§ DIRECTIONS: Please return everything from the line containing "Point to the dark blue studio" down to the end of the items below, copying each line exactly.

Items from a point labeling set
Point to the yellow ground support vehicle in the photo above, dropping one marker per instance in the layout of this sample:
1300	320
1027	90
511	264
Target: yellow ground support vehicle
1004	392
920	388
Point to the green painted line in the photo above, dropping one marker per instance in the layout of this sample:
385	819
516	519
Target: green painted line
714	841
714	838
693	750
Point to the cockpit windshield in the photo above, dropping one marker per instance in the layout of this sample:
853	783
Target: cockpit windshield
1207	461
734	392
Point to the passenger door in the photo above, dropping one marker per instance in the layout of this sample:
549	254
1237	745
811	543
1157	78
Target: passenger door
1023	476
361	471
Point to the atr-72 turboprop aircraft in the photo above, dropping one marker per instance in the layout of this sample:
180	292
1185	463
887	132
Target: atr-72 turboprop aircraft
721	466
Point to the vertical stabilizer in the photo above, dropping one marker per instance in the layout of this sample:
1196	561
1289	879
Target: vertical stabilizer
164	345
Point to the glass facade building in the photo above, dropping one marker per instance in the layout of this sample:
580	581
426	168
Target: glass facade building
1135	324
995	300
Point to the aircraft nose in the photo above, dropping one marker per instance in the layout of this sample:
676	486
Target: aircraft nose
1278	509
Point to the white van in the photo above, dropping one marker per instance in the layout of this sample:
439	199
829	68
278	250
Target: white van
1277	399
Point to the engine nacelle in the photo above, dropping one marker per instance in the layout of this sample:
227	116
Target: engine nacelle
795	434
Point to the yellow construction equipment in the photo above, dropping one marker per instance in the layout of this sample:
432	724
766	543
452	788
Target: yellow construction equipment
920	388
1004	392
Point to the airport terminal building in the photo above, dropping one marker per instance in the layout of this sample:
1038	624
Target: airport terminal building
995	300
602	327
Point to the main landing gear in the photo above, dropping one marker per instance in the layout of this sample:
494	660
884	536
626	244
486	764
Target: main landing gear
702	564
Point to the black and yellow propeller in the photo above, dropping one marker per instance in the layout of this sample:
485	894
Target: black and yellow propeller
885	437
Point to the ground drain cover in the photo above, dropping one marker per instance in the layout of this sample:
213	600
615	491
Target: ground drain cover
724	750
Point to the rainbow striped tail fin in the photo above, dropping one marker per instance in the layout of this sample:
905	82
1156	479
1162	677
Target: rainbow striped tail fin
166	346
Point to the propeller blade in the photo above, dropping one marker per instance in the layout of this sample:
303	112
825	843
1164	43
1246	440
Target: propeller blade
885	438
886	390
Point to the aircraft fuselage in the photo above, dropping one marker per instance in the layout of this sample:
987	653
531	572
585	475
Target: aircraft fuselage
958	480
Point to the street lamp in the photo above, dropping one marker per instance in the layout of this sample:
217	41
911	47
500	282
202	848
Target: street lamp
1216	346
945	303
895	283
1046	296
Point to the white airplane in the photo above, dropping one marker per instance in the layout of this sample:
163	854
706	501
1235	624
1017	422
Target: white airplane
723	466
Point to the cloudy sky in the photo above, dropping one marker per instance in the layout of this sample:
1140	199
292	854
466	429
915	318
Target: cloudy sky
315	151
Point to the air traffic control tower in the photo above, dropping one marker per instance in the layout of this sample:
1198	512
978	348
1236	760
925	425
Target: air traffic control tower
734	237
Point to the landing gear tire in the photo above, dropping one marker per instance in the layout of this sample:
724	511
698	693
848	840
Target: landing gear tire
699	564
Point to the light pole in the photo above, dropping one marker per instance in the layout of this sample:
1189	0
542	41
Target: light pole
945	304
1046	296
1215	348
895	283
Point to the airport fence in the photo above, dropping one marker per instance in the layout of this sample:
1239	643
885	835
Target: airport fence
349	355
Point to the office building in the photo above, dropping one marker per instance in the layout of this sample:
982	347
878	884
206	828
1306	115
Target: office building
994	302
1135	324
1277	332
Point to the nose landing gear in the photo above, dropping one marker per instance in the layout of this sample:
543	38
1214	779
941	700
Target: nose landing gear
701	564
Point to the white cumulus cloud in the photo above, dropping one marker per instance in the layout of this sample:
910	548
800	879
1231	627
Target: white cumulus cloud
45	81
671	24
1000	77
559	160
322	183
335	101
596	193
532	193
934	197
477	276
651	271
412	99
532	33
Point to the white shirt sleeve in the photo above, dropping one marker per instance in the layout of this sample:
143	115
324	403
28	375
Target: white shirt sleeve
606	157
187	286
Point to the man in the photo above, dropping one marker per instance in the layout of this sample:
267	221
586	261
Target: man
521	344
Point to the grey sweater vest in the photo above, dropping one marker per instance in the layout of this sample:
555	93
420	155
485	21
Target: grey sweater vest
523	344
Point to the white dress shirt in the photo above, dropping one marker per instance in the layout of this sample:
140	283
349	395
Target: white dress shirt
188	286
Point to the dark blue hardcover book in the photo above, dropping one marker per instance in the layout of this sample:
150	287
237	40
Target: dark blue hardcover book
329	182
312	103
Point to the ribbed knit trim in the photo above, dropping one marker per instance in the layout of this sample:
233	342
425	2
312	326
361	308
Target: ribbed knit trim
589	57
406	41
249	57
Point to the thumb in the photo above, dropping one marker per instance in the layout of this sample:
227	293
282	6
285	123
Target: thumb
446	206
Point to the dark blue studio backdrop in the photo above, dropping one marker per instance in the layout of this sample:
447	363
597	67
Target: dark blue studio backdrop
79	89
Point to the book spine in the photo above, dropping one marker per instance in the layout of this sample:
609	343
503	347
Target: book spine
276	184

§ RESPONSE:
Point to the dark blue studio backdrop in the photo above, dropping one marker per instance in the layout of this sample:
447	363
597	67
Target: dark blue studio backdrop
79	89
Point to the book spine in the photo above, dropping one marker per instance in the layout of this sample:
609	343
503	347
Target: book spine
276	184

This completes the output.